Pull out each line of the rows below that contains the word "point". Case counts.

_Records for this exercise_
----
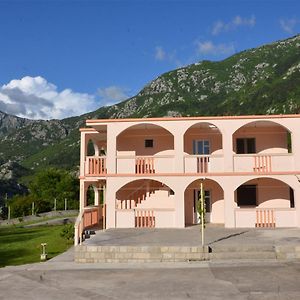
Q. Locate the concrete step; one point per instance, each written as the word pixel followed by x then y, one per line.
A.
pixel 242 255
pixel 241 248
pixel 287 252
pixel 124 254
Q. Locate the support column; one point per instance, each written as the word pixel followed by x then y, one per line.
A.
----
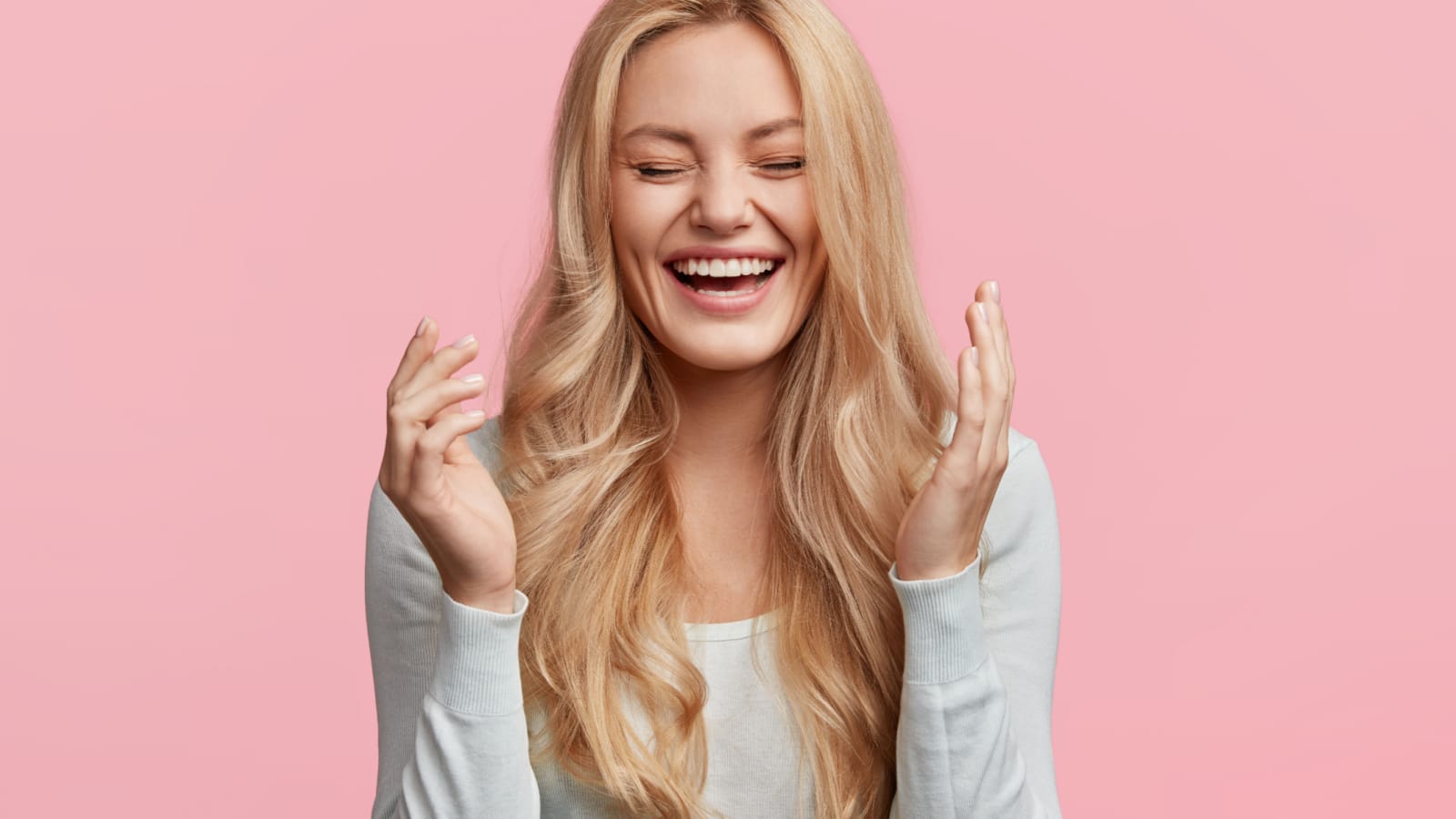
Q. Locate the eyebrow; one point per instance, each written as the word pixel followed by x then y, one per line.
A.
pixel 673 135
----
_Result of the exercise_
Q. Locate the concrete step; one point per instance, each written as the word pixel followed by x then y, one per line.
Q. Locate the support column; one point per instance, each written as the word pixel followed by x then y, one per line.
Q. Locate the eyebrow; one point per instance, each written as the word pixel followed by x then y, one per line.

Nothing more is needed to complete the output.